(Point-based annotation data)
------------

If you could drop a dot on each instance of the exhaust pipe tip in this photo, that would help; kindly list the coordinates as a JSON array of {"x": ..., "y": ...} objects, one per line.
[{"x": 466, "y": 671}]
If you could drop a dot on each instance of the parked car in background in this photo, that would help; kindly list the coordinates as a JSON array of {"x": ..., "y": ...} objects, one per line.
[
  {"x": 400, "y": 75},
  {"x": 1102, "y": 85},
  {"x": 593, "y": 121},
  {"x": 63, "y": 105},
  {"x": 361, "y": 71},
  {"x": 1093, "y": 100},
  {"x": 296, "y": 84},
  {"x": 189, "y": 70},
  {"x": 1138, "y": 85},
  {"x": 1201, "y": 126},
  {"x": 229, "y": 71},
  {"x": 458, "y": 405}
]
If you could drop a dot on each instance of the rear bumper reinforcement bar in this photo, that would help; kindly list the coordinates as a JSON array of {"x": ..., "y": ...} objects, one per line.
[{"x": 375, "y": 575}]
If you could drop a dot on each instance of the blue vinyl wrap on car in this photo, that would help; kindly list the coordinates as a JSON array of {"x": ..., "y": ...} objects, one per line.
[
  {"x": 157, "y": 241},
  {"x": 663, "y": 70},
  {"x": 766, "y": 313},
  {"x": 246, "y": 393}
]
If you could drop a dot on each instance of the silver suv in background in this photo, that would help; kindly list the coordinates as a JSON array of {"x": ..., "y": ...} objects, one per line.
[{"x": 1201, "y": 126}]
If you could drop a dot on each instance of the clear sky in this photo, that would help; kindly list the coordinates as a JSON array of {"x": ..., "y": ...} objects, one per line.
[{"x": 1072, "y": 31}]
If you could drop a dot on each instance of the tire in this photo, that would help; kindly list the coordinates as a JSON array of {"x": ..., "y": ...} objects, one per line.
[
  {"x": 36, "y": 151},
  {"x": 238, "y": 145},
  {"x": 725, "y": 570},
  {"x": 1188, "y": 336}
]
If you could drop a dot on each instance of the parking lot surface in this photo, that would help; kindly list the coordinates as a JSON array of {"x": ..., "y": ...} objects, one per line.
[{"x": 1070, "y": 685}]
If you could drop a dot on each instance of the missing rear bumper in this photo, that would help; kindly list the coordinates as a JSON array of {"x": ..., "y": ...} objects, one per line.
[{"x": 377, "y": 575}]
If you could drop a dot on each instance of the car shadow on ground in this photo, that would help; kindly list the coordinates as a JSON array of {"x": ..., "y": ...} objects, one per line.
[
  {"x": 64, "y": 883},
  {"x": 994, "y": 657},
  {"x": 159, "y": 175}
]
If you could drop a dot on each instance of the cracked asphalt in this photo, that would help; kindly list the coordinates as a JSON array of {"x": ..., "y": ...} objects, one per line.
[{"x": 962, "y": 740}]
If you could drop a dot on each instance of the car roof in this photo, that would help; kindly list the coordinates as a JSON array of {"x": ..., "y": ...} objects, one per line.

------------

_WHAT YOU ARE ASKED TO DO_: Reproduce all of the entries above line for line, making no changes of any kind.

_COMPLETED EXERCISE_:
If you could drop a dot on each instance of the exhaust pipe tip in this photo, that would help; kindly list the coordinates as a JSON array of {"x": ..., "y": ...} objects, one per line.
[{"x": 466, "y": 671}]
If you could drop a dot on each instance of the parked car in background in this photo, that would help; kindly list the coordinates as a JSON array of {"x": ..., "y": ...} objects, one per line.
[
  {"x": 400, "y": 75},
  {"x": 1102, "y": 85},
  {"x": 593, "y": 121},
  {"x": 63, "y": 105},
  {"x": 361, "y": 71},
  {"x": 1093, "y": 100},
  {"x": 296, "y": 84},
  {"x": 189, "y": 70},
  {"x": 1138, "y": 85},
  {"x": 1201, "y": 126},
  {"x": 229, "y": 71},
  {"x": 458, "y": 405}
]
If you could drop a dot on each instance of the rear bumper reinforcement bar in this photo, that would help; kindly list the coordinates as a JSON array of {"x": ..., "y": ...} objects, one per line.
[{"x": 375, "y": 575}]
If you could drop a dot on each instance of the blue vinyl wrap on car in this photo, that would help; kindly list the coordinates as a JSON array of {"x": ..., "y": ...} objects, one per line.
[
  {"x": 157, "y": 241},
  {"x": 663, "y": 70},
  {"x": 766, "y": 313},
  {"x": 246, "y": 393}
]
If you could drop a dot on each instance of the silver suv in background in this photo, that would help; kindly list the coordinates as a JSON array of {"x": ..., "y": ...} objects, one per line.
[{"x": 1201, "y": 126}]
If you could drop a dot on each instance of the clear sky in this photo, that would help; kindly list the coordinates as a JSON array of {"x": ..., "y": ...} objects, one per line.
[{"x": 1072, "y": 31}]
If you could drop a dot on each instance of the tire in this photo, that would help; kindly list the coordinates as a JSON array of {"x": ..., "y": ...} objects, one per line.
[
  {"x": 36, "y": 151},
  {"x": 238, "y": 145},
  {"x": 725, "y": 570},
  {"x": 1188, "y": 336}
]
If you could drop a dot on each instance of the parking lot surface in this photo, that would help; kindly list the coordinates as a JSON array of {"x": ..., "y": ...} objects, one per line.
[{"x": 1070, "y": 685}]
If you could drop a dot on each instance of the missing rear bumper in this photo, that would help; kindly list the coordinates as a JSON array of {"x": ..., "y": ...} objects, one per line.
[{"x": 377, "y": 575}]
If you could drop a dot on each instance of the car shadow on ground in this photo, that would help; kindly list the coordinates as a JSON array of {"x": ..., "y": ...} objects, one per line.
[
  {"x": 64, "y": 883},
  {"x": 994, "y": 657},
  {"x": 159, "y": 175}
]
If you could drop a dot on each instance of the cracked asphalt in this photo, that would help; kindly list the coordinates as a JSON array of {"x": ..., "y": ...} objects, one per line.
[{"x": 962, "y": 740}]
If you could drop a dot on each instance of the car roof in this photo, that would help; kindly list the coordinates as a JSON array of {"x": ..., "y": ...} objects, one per line.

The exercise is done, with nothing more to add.